╭─ EXTRACT PROVIDED

# Anno 1701 does not start on Windows 10



## Mplayer94 (Sep 23, 2016)

Hi guys,

I have installed the old Anno 1701 DVD on my new Windows 10 Pc, and it does not start. 

The installation was succesful, I refused installing DiretX, because my Pc has the newest, 12 version.

I would appreciate your help.


----------



## Masterchiefxx17 (Feb 27, 2010)

Hi and Welcome to TSF!

Did you attempt to run the game as Windows 7 compatibility mode?


----------



## satrow (Feb 4, 2012)

Install DirectX 9.0C from the redistributable for better backwards compatibility if 'chief's suggestion doesn't help. https://www.microsoft.com/en-pk/download/details.aspx?id=8109

Also include any error messages.


----------



## Mplayer94 (Sep 23, 2016)

Thanks both of you, and for greeting me.  
I tried it in Windows 7 mode, too, but it did not solve the problem. Is installing Diretx 9 going to cause problems if my Pc has the 12 version of it?

At first I got error that the Tage copy-protection system is unable to be installed. I installed the newest version from its website, but this did not help either.


----------



## satrow (Feb 4, 2012)

No, there shouldn't be any problems caused by installing DX9.


----------



## Mplayer94 (Sep 23, 2016)

Unfortunately, it still does not start. I installed dirext 9, the link you gave.

Can you recommend other, better medieval strategy games which are combatible with Win10?


----------



## Masterchiefxx17 (Feb 27, 2010)

There's Civ 5 which most people like:

Save 75% on Sid Meier's Civilization® V on Steam


----------



## Mplayer94 (Sep 23, 2016)

Thank you very much. Will it work on Win10?

Also, how do I delete diretx9?


----------



## Masterchiefxx17 (Feb 27, 2010)

Yes, I play it on Windows 10 just fine.

You can leave the DirectX9.


----------

╰─

◆ **DIRECTION 1**: List every different username that posts in the forum thread about Anno 1701.
The forum thread and the records are unrelated material.

╭─ GIVEN RECORDS

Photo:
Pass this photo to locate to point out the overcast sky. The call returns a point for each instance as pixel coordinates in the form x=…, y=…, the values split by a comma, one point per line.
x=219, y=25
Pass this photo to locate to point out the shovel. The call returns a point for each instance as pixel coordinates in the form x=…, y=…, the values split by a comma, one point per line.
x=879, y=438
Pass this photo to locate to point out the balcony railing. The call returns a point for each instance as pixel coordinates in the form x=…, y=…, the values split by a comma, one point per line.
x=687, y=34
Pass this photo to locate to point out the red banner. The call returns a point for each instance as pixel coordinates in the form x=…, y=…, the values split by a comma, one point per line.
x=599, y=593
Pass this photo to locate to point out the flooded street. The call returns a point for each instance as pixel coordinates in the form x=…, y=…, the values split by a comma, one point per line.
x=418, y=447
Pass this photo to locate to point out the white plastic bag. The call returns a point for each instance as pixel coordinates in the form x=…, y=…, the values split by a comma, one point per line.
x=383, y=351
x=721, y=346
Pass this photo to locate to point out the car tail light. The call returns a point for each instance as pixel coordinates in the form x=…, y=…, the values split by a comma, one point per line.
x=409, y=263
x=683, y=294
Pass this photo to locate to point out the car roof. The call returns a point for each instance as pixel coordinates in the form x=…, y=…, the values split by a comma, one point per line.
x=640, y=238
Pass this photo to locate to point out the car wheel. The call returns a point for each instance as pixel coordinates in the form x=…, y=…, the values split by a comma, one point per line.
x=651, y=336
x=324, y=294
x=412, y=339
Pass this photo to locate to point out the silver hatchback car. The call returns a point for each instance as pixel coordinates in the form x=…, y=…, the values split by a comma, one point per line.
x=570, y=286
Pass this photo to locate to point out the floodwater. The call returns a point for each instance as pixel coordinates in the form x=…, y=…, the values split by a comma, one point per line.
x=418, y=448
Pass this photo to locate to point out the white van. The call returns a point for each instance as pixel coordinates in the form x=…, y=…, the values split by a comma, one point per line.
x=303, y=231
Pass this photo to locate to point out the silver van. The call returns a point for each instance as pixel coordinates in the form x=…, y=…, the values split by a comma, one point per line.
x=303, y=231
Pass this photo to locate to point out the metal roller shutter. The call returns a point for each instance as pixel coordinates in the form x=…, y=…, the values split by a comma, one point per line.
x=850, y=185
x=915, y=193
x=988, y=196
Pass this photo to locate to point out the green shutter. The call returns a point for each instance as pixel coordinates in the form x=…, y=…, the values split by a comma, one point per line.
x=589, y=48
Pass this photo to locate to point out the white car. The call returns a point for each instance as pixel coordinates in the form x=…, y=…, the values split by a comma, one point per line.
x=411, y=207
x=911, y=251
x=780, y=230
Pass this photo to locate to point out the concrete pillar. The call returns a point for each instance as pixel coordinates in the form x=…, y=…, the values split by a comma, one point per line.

╰─

◆ **DIRECTION 2**: In the records, format the lines starting at the one that contains "Pass this photo to locate to point out the shovel." and ending at the one that contains "x=599, y=593" as a Markdown table with the columns Row and Line. Number each line, and leave out any blank lines.

◆ **RESPONSE 1**:
- Mplayer94
- Masterchiefxx17
- satrow

◆ **RESPONSE 2**:
| Row | Line |
|---|---|
| 1 | Pass this photo to locate to point out the shovel. The call returns a point for each instance as pixel coordinates in the form x=…, y=…, the values split by a comma, one point per line. |
| 2 | x=879, y=438 |
| 3 | Pass this photo to locate to point out the balcony railing. The call returns a point for each instance as pixel coordinates in the form x=…, y=…, the values split by a comma, one point per line. |
| 4 | x=687, y=34 |
| 5 | Pass this photo to locate to point out the red banner. The call returns a point for each instance as pixel coordinates in the form x=…, y=…, the values split by a comma, one point per line. |
| 6 | x=599, y=593 |